▶ Task to complete
Copy the records below word for word, starting at the line that contains "Could you locate the goalie leg" and continuing through the end of the records, with both ends included.

Saved data entries:

________________________________________

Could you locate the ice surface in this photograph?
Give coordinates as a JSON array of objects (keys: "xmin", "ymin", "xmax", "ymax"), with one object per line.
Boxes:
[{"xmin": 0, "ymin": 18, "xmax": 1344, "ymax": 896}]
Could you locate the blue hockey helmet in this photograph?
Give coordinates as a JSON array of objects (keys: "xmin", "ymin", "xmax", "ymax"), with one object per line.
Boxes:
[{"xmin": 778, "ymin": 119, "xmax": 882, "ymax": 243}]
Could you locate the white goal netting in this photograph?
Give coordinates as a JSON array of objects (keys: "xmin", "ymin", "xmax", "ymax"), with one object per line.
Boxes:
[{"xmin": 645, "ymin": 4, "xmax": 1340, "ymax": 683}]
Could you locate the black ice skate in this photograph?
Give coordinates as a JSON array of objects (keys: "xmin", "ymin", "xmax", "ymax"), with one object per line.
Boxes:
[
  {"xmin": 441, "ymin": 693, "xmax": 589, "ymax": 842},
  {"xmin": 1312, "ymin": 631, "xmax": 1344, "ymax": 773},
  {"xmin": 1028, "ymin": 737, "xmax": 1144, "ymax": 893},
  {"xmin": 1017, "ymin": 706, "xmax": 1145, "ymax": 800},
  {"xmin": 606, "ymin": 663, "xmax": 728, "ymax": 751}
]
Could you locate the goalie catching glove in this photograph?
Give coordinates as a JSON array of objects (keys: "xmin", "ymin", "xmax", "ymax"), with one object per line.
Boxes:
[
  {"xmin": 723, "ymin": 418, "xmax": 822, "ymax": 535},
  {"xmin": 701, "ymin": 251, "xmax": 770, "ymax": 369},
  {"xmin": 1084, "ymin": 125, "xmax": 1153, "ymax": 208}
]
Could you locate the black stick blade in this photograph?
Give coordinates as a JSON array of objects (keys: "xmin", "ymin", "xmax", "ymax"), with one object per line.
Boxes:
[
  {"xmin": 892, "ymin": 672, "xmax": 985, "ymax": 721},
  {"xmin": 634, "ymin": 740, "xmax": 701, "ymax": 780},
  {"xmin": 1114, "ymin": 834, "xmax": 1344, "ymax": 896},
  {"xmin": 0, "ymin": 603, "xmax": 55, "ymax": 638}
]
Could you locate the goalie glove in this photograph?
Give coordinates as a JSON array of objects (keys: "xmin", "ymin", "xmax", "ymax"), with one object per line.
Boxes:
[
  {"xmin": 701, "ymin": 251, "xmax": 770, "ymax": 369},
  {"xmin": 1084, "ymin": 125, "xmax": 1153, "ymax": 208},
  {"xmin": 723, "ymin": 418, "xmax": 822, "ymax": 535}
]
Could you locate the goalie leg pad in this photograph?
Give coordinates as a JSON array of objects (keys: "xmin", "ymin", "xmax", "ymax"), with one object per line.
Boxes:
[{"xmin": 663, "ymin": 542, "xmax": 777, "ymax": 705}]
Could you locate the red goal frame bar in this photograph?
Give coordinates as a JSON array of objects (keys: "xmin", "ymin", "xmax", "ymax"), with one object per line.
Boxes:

________________________________________

▶ Output
Could you locate the goalie leg pad in this photograph?
Give coordinates as a JSON array of objects (keys: "xmin", "ymin", "xmax", "ymax"), with one object per line.
Boxes:
[{"xmin": 663, "ymin": 542, "xmax": 777, "ymax": 705}]
Could you locate the red goal frame bar in this photograph?
Give coordinates as a JSON array of objects (keys: "xmin", "ymin", "xmax", "ymax"), with one object per line.
Boxes:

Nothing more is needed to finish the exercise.